Segmentation mask data
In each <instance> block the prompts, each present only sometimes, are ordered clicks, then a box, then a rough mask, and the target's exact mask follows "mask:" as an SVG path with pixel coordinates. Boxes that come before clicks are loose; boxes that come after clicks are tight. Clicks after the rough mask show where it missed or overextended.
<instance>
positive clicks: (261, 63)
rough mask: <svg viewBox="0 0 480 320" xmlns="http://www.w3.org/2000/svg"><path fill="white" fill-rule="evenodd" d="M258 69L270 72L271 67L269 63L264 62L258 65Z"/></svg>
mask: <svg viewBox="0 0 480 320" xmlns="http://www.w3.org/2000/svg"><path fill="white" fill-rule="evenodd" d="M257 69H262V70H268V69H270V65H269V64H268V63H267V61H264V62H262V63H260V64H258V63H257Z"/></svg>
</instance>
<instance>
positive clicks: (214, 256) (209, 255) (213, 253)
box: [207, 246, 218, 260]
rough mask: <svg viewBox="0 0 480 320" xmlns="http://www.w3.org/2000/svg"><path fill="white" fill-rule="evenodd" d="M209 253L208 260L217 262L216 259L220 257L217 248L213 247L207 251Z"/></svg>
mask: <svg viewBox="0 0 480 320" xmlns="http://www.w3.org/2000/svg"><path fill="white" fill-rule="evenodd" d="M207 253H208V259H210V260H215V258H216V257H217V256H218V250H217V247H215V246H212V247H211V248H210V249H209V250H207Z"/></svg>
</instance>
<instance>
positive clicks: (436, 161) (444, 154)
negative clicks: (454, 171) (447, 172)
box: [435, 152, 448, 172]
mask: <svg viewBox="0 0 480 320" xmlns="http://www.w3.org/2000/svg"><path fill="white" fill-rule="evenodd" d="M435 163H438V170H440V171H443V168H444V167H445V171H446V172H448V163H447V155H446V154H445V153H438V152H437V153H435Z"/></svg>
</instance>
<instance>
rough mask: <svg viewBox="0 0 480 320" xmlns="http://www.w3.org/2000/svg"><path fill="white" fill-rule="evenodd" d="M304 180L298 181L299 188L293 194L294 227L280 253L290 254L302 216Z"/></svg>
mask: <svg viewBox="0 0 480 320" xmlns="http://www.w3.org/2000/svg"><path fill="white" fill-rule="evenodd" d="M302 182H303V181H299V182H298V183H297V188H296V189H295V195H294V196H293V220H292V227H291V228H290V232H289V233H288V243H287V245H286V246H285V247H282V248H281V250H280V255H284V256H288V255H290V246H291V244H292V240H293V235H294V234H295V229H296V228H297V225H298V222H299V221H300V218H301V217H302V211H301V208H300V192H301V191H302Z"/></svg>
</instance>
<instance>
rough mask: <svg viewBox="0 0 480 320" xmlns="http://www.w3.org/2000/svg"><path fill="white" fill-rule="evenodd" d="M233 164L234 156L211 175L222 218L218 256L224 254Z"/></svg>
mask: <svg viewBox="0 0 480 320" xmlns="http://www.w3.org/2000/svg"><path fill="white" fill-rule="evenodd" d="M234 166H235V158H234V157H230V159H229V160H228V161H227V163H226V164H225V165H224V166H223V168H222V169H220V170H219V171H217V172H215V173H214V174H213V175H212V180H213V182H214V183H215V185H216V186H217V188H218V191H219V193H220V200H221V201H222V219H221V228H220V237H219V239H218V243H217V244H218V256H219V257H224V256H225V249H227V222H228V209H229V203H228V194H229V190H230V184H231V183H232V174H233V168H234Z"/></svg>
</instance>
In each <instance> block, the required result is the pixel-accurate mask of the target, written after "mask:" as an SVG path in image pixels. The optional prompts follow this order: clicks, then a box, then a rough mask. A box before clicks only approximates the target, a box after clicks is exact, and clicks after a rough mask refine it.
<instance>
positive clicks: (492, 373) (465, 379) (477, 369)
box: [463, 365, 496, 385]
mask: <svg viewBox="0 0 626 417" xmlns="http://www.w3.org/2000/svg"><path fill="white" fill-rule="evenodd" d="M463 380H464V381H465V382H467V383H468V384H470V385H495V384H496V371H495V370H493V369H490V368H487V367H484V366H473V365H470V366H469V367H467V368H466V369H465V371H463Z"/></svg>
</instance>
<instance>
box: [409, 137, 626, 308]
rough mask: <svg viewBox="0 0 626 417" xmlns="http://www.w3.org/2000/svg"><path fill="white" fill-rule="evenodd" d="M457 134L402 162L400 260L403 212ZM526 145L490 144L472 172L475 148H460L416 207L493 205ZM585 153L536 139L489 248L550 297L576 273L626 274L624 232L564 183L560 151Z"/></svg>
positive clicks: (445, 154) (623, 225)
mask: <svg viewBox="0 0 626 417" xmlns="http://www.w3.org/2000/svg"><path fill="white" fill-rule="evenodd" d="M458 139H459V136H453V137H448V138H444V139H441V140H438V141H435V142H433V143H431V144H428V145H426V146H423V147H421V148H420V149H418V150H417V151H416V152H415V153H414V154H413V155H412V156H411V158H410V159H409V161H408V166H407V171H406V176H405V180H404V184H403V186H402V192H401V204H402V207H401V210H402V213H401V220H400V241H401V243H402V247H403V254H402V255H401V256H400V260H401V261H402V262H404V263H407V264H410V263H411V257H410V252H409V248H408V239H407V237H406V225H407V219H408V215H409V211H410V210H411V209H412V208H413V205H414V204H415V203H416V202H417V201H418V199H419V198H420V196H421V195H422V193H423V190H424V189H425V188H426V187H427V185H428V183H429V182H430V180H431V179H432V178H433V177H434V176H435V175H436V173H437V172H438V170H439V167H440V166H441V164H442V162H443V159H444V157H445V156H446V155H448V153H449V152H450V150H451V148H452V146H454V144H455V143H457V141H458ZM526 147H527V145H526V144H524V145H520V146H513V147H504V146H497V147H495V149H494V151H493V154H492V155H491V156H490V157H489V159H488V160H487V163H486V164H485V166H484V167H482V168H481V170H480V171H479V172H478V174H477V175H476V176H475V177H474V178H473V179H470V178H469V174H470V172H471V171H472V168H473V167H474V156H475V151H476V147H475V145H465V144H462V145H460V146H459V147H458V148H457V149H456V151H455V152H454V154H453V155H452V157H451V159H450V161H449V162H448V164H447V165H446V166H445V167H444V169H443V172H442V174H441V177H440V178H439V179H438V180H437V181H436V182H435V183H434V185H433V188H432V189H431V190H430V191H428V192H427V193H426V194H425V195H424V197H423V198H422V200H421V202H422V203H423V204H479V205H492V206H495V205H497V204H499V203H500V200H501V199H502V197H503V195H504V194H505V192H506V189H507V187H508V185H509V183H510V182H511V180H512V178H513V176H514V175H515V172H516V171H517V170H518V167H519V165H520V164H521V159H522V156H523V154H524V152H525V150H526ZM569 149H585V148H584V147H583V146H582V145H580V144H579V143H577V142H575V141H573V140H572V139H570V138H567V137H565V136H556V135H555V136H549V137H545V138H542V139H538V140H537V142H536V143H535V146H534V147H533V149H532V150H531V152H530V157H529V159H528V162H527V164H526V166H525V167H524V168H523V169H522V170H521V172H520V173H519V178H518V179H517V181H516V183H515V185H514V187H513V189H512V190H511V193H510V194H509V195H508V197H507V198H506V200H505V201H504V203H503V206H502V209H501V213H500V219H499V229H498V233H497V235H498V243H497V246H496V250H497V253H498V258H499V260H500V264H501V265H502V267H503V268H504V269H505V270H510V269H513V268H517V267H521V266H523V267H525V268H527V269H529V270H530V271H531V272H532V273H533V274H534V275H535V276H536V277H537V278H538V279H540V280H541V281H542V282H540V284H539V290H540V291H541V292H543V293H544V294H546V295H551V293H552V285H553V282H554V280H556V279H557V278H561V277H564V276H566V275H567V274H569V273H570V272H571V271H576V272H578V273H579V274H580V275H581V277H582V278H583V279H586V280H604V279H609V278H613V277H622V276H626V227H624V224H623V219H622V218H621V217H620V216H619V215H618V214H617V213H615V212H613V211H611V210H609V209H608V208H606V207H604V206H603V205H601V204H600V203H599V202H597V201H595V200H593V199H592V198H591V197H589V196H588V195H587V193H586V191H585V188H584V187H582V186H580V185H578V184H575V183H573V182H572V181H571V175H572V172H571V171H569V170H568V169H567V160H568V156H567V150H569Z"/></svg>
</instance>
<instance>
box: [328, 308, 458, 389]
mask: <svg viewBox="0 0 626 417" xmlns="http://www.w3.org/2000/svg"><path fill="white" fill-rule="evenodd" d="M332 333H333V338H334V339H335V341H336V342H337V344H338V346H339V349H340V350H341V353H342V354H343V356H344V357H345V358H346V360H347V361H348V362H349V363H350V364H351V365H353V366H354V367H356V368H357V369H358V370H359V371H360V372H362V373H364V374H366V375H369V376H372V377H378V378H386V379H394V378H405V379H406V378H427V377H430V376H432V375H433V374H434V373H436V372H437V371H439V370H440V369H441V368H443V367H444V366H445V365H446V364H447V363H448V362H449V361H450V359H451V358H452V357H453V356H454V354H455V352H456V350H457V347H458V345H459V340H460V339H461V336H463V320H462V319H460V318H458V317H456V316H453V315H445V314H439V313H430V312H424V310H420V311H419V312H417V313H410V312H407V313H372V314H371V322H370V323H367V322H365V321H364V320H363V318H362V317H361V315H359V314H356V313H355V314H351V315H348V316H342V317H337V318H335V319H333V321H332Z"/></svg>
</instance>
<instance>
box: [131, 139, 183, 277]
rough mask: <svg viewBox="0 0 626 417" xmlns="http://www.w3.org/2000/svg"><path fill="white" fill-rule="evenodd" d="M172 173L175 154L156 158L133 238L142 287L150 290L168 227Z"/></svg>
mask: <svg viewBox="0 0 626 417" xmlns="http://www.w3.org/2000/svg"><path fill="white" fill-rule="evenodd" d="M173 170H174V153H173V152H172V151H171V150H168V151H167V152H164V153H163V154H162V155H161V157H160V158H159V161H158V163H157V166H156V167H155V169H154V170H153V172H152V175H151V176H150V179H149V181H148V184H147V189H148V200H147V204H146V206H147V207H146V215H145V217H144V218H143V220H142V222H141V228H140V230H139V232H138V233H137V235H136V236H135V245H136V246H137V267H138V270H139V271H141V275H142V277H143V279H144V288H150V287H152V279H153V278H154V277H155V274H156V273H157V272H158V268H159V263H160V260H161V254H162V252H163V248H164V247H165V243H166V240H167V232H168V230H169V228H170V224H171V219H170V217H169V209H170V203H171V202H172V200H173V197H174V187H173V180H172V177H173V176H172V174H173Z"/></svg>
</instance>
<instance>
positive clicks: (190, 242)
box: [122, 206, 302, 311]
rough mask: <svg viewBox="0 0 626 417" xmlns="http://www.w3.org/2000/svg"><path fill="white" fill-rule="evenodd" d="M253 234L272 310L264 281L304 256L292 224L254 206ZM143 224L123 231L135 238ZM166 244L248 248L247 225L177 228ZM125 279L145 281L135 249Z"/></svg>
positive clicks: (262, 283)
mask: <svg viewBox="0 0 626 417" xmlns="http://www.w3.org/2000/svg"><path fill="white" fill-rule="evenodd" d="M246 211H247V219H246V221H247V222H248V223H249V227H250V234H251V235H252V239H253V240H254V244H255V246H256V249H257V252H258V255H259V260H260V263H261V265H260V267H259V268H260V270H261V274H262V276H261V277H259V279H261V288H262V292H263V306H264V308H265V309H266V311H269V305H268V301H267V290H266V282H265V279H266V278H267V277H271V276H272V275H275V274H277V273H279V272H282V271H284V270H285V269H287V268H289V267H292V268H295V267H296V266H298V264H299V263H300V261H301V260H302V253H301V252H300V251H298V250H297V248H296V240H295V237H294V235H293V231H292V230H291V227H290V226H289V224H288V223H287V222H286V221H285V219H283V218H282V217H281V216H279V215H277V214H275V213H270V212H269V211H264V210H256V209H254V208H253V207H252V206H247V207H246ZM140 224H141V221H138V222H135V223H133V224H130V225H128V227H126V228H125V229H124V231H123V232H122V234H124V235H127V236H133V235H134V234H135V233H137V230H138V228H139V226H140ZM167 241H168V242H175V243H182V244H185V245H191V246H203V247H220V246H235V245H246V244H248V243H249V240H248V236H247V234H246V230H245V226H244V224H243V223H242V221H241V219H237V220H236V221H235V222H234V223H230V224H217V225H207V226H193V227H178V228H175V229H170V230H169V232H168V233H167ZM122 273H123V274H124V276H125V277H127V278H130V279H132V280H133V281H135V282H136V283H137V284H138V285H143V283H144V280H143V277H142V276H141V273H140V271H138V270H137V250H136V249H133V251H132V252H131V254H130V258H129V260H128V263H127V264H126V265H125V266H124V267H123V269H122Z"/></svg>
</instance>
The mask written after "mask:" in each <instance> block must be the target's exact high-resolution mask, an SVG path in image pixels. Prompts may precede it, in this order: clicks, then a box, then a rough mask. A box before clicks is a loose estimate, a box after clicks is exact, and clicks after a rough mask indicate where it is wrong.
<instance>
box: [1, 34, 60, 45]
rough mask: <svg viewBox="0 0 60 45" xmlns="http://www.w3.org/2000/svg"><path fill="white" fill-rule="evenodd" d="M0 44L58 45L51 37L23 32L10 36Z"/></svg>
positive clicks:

The problem | Restate word for word the lines above, beginning at the first one and ending at the line that carries "box: [207, 246, 218, 260]".

Result for this exercise |
In each <instance> block the prompts, each present only sometimes, are ordered clicks, then a box, then a rough mask, and the target's exact mask follows "mask:" as an SVG path with pixel coordinates. Boxes that come before clicks are loose; boxes that come after clicks are tight. Clicks after the rough mask show where it missed or overextended.
<instance>
positive clicks: (261, 63)
rough mask: <svg viewBox="0 0 480 320" xmlns="http://www.w3.org/2000/svg"><path fill="white" fill-rule="evenodd" d="M258 69L270 72L271 67L269 63L264 62L258 65Z"/></svg>
mask: <svg viewBox="0 0 480 320" xmlns="http://www.w3.org/2000/svg"><path fill="white" fill-rule="evenodd" d="M257 69H262V70H268V69H270V65H269V64H268V63H267V61H264V62H262V63H260V64H258V63H257Z"/></svg>
</instance>
<instance>
positive clicks: (214, 256) (209, 255) (213, 253)
box: [207, 246, 218, 260]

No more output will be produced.